> [What is expected] Quote each of the following rows word for word.

> [Dataset excerpts]
— begin —

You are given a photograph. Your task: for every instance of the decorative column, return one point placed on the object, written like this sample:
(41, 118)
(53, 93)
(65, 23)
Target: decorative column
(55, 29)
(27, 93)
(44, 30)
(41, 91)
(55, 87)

— end —

> [Full output]
You are given a photograph. Your task: for every instance of the decorative column, return one point placed on the object, written like this sample:
(41, 118)
(53, 93)
(65, 23)
Target: decorative column
(55, 29)
(27, 93)
(44, 30)
(41, 91)
(55, 87)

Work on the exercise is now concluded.